## DOCUMENT EXCERPT
################
For those reasons and more, web5 is not inevitable. But the work of bringing it to life is already underway, and doesn't seem to be slowing down.

Down the rabbit hole

For those interested in exploring web5 further, I've organized some of the references on the topic that I’ve found helpful. I’ve made no attempt to be comprehensive, and instead just did my best to assemble a diverse and high signal-to-noise list. It should be plenty to get started!

Learning resources

• Becoming a Hyperledger Aries Developer. The only free online course on the topic of decentralized identity I know of. It’s quite good, despite being text-only. The course teaches fundamental decentralized identity concepts, and illustrates them via hands-on tutorials based on the Hyperledger ecosystem.
• Identosphere. The best newsletter out there dedicated exclusively to decentralized identity. It’s written by Infominer and Kaliya Young (a.k.a. “Identity Woman”), an expert, author, and community builder in the space.
• Self-Sovereign Identity. A comprehensive overview of “self-sovereign identity”, which is another term you’ll see thrown around interchangeably with “decentralized identity”. The book covers all aspects of the space, including technical architecture and standards, as well as real-world applications and implementation considerations. Chapters are contributed by various experts in the space.
• SSI Orbit. Interviews with various builders and other stakeholders in the space. Hosted by Mathieu Glaude, Founder/CEO of Northern Block, a Canada-based self-sovereign identity solutions company.
• DID fundamentals and deep dive. An understandable and thorough explanation of decentralized identifiers by Drummond Reed, an early pioneer in the space.
################
## WRITTEN TASKS
A: According to the web5 excerpt, who hosts SSI Orbit?
B: Pick up the web5 excerpt right after its final sentence and keep writing.
The items that follow have no connection to the web5 excerpt.

Excerpts from a point labeling dataset:
################
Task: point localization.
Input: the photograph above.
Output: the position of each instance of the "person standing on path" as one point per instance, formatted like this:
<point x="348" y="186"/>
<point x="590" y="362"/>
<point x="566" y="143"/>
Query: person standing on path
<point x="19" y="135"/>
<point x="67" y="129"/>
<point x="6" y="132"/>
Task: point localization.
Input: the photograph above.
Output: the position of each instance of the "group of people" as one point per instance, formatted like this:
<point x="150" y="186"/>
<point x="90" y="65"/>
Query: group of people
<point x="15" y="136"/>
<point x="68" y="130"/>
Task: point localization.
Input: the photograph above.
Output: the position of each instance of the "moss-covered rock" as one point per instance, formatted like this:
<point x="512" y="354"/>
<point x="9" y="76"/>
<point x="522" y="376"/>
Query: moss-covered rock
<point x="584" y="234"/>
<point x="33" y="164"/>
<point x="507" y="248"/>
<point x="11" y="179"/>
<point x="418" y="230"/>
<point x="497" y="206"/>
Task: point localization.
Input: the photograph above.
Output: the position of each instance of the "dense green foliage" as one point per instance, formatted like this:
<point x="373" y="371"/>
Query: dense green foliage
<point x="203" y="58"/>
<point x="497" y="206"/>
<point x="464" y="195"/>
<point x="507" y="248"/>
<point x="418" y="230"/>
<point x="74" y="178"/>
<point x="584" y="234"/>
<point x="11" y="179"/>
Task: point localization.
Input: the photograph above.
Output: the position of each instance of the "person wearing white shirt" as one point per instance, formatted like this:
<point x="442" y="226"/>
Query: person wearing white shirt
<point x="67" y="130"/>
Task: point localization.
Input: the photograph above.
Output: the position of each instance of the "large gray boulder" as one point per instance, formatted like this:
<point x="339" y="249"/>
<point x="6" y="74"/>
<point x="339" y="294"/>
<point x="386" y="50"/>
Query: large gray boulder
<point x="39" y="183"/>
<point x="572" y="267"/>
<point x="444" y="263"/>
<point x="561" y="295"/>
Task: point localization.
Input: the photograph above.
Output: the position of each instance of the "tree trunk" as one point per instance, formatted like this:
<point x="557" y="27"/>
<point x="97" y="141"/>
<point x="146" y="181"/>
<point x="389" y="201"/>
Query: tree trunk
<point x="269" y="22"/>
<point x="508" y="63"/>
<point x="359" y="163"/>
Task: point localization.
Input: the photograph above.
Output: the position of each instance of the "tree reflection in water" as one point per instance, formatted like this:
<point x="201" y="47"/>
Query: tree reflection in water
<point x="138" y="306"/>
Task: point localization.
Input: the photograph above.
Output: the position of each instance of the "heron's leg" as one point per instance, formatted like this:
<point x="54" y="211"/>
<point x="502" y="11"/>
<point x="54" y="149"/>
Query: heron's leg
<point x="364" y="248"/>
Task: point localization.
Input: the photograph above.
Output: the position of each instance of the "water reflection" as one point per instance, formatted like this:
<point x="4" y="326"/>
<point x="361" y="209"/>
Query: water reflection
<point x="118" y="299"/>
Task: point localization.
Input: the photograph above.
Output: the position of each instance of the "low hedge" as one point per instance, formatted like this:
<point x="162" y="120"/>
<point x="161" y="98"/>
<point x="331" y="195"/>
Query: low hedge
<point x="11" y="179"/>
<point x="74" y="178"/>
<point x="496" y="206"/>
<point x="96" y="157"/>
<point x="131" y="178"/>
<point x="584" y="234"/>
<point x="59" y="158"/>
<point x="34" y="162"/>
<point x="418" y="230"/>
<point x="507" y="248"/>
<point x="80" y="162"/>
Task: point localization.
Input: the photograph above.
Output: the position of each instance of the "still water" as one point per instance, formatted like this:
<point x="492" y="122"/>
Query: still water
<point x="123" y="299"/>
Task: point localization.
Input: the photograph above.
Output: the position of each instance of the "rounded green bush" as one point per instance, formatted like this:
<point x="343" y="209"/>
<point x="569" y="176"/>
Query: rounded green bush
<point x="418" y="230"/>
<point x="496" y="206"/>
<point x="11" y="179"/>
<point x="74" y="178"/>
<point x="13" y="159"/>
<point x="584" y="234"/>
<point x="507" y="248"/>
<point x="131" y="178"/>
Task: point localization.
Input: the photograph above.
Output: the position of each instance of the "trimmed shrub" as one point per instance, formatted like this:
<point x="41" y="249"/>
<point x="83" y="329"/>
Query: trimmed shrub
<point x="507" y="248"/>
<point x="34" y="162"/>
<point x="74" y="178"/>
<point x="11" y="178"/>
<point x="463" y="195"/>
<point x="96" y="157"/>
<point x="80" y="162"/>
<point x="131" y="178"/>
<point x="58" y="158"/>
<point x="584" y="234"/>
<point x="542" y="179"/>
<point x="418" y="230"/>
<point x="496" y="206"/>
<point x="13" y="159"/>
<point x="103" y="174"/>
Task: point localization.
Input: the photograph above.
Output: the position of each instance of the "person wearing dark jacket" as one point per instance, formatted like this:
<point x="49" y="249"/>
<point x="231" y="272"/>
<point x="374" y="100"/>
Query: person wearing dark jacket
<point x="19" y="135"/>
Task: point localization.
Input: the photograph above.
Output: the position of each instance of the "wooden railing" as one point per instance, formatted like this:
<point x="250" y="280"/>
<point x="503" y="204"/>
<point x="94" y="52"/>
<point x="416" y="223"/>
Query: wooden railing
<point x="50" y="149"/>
################
## EXERCISE RESPONSES
A: Mathieu Glaude, Founder/CEO of Northern Block, hosts SSI Orbit.

B:
Demos

• Animo. This interactive demo by Animo guides visitors through a simple workflow using decentralized identifiers and verifiable credentials. No technical knowledge required.
• British Columbia Government. The BC government is at the forefront of adopting decentralized identity technology, and has made several demos available to the public.
• Aries Framework JavaScript. This more technical demo walks through running a decentralized identity agent in your terminal, and having them connect and communicate with each other over DIDComm.

Communities and events

• Internet Identity Workshop. A twice yearly gathering, with an agenda typically centering around decentralized identity topics. The workshop follows an “unconference” format, meaning attendees determine the agenda somewhat on the fly. I went in April and it was great! The organizers also host occasional online-only events.
• Decentralized Identity Foundation. A non-profit geared toward advancing decentralized identity technology. They host regular working groups to discuss and advance standards used by multiple stakeholders in the ecosystem. Meetings are open to the public.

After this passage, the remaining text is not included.